Toon elke regel hieronder waarin het woord "floral" voorkomt. Het verschil tussen hoofdletters en kleine letters telt mee.

++++ Getoonde gegevens

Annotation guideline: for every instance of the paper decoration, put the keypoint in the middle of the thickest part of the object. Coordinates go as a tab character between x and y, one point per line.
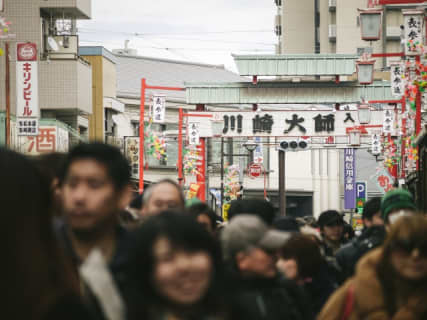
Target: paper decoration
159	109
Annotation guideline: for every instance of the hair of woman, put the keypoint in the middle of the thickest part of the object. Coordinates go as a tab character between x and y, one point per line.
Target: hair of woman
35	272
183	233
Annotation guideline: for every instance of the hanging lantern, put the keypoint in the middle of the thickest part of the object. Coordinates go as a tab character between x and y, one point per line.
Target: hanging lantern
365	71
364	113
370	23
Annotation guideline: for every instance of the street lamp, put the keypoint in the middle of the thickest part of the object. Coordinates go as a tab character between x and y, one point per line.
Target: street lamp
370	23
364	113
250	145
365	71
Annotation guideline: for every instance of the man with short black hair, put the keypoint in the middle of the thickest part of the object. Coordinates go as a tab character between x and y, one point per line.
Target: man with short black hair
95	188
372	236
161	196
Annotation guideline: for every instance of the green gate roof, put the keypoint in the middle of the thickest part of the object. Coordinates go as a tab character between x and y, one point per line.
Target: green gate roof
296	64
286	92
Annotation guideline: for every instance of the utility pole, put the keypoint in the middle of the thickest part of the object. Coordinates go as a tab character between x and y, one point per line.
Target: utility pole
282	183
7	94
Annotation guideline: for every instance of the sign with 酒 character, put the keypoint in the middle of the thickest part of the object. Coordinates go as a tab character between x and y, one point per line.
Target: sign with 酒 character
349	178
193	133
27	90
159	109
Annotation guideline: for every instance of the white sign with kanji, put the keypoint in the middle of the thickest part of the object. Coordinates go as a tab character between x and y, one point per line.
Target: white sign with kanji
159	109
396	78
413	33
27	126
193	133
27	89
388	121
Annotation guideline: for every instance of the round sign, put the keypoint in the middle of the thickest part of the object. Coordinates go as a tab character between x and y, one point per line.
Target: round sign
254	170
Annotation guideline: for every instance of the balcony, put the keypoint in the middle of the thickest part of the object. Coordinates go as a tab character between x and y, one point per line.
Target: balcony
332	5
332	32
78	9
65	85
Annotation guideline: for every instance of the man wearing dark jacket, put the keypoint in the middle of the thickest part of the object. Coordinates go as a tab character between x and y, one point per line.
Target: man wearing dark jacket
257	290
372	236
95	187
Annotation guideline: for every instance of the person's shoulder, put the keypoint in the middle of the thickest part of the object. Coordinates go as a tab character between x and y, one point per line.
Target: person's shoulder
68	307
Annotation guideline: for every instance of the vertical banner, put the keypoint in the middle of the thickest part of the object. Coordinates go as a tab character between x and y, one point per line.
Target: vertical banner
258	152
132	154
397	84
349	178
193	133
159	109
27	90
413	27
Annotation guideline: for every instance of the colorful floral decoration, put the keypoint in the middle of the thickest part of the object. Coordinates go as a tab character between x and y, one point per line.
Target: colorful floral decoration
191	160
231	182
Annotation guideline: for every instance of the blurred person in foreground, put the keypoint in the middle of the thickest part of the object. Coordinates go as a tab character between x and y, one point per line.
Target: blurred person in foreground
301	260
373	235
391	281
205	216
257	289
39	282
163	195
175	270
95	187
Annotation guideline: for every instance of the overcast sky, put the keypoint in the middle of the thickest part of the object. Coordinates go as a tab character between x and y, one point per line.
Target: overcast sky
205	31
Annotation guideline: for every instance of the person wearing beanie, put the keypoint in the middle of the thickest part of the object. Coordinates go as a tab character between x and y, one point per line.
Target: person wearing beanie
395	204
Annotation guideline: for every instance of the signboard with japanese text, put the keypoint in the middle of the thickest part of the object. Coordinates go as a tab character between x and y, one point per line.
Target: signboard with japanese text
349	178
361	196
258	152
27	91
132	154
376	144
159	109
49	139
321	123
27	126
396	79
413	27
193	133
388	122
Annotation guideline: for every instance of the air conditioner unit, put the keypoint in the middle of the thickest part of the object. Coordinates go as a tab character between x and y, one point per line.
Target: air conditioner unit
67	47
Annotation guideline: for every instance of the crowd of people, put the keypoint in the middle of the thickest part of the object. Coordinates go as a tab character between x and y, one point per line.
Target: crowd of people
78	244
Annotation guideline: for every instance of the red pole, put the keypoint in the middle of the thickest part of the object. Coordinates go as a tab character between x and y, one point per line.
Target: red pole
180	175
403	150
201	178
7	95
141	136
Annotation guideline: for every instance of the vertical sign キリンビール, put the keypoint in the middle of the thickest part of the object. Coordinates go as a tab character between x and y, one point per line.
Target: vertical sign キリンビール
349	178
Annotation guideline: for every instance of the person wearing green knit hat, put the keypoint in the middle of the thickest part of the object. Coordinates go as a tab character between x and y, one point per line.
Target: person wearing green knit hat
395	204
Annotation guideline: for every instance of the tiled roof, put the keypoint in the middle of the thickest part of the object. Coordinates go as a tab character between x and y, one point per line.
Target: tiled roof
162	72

++++++++
++++ Getoonde gegevens

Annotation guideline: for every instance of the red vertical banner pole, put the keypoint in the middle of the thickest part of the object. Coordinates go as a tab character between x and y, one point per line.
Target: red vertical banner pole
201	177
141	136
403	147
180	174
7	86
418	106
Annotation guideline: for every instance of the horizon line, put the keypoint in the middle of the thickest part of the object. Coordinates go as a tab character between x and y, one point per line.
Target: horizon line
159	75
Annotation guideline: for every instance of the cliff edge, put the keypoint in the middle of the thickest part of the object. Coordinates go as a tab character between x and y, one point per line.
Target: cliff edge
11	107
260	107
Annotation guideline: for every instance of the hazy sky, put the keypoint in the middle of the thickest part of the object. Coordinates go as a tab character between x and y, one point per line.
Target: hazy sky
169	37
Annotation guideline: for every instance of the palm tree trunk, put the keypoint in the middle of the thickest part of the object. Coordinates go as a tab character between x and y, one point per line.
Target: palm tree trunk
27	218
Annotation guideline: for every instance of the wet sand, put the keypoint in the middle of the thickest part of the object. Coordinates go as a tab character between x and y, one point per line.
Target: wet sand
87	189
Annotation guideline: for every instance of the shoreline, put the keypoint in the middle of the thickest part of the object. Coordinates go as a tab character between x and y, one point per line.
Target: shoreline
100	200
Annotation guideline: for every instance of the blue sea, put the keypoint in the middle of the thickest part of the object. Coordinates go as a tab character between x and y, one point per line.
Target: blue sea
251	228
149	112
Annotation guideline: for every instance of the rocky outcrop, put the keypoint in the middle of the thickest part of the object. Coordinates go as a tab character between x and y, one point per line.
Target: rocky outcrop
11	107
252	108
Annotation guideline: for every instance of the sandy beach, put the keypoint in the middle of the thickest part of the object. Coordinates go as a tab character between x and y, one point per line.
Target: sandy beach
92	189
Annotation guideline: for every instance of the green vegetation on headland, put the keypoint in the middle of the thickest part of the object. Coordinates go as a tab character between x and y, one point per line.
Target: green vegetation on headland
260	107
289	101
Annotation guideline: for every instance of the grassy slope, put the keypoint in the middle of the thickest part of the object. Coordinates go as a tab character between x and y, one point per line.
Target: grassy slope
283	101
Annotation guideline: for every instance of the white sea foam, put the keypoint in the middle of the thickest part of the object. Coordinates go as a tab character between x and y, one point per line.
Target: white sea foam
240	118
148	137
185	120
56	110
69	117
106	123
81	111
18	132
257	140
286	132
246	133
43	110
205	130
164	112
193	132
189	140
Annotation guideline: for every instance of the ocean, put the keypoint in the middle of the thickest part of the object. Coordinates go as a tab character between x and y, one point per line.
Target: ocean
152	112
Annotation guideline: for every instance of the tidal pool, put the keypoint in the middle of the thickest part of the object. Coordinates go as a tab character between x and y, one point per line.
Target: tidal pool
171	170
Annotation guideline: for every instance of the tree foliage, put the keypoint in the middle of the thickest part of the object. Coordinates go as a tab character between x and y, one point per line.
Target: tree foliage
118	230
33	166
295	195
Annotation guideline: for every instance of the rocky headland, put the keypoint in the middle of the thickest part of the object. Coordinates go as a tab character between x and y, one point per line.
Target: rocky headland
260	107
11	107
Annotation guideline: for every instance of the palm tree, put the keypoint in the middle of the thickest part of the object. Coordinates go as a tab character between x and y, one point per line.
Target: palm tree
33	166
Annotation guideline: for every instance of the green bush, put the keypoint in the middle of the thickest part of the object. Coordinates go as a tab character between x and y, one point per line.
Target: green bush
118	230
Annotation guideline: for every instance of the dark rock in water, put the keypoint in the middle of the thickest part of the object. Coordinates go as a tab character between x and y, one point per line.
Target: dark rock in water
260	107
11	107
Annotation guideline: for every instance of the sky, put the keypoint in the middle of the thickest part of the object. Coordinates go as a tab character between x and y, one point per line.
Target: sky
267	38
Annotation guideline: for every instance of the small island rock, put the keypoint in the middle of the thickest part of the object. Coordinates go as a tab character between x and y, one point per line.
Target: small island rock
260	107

++++++++
++++ Getoonde gegevens

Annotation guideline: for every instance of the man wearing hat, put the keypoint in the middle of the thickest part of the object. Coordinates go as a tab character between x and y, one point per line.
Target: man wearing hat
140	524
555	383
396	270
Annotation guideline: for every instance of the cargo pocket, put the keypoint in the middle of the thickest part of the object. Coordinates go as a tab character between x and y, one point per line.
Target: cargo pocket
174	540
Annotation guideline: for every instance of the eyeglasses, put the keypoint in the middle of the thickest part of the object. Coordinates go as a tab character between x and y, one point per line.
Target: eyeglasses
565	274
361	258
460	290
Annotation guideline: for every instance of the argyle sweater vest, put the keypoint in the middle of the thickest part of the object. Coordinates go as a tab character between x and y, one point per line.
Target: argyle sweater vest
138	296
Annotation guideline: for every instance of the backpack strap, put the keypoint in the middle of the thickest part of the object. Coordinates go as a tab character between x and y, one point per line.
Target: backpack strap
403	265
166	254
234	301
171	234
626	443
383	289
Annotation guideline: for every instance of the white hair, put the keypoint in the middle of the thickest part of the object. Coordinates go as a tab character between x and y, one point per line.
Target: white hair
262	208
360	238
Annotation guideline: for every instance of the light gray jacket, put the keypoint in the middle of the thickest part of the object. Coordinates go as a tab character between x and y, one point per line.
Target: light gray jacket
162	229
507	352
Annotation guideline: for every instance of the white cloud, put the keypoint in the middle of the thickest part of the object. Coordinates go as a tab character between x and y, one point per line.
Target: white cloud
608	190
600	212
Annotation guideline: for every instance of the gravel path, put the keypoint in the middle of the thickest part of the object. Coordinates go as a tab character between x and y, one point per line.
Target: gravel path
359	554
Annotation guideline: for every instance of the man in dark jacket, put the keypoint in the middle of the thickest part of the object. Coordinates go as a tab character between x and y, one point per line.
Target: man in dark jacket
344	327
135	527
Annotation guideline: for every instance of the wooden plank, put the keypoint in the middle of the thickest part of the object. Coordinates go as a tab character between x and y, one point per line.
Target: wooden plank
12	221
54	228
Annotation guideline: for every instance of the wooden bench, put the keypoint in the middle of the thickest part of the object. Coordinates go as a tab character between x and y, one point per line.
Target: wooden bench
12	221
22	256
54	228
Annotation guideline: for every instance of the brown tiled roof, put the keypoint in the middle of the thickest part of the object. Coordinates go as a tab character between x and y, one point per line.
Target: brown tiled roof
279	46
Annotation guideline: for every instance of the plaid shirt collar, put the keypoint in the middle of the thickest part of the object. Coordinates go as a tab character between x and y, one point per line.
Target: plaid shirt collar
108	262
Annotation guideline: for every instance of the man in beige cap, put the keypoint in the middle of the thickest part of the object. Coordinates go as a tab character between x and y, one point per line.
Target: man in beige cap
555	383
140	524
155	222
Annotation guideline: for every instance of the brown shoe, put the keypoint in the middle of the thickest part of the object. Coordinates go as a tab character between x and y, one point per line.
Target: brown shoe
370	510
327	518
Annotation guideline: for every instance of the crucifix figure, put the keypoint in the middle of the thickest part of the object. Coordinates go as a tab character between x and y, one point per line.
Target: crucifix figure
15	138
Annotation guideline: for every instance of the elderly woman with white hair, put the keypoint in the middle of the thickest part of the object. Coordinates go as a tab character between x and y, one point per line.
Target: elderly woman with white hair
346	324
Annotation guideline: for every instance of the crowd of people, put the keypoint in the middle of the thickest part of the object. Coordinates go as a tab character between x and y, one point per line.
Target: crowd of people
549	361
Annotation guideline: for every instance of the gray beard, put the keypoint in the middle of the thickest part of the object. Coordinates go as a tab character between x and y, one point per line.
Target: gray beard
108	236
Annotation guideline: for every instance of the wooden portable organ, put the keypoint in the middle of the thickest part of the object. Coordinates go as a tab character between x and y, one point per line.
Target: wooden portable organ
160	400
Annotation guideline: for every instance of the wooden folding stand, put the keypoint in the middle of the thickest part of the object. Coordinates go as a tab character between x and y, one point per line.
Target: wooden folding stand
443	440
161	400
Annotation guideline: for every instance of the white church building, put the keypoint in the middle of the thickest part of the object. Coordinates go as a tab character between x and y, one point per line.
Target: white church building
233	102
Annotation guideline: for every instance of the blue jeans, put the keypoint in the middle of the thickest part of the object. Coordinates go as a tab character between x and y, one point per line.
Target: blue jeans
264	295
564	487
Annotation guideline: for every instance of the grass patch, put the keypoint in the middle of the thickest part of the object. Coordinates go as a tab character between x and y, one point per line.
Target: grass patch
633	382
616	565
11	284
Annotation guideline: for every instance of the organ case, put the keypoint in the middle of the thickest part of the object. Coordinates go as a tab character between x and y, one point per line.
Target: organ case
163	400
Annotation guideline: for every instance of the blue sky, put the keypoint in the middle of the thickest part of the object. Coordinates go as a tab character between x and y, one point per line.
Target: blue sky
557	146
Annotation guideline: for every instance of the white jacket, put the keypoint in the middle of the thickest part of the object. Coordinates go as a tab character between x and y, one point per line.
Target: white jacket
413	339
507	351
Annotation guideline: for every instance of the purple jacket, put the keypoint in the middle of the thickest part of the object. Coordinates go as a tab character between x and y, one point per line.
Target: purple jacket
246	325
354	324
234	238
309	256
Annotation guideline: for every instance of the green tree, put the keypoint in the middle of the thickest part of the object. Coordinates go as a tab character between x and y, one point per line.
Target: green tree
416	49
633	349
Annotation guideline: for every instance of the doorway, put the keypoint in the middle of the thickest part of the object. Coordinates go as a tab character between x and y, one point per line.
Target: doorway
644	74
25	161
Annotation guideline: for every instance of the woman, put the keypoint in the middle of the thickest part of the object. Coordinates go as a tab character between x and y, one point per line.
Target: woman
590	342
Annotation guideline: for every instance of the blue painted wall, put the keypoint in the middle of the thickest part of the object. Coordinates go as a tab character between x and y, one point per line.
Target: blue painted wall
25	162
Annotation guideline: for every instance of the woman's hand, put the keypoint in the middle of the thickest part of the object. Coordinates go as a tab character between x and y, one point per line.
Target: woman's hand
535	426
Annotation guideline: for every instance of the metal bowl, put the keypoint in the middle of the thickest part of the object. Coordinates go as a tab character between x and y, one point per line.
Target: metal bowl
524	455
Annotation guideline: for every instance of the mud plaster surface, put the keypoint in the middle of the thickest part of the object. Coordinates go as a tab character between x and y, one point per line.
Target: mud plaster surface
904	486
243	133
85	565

++++++++

Uitgewerkte oefening ▸
Annotation guideline: for every instance of the colorful floral decoration, put the keypoint in the middle of the thickest part of the object. Coordinates go as a tab character between x and y, one point per line.
Target: colorful floral decoration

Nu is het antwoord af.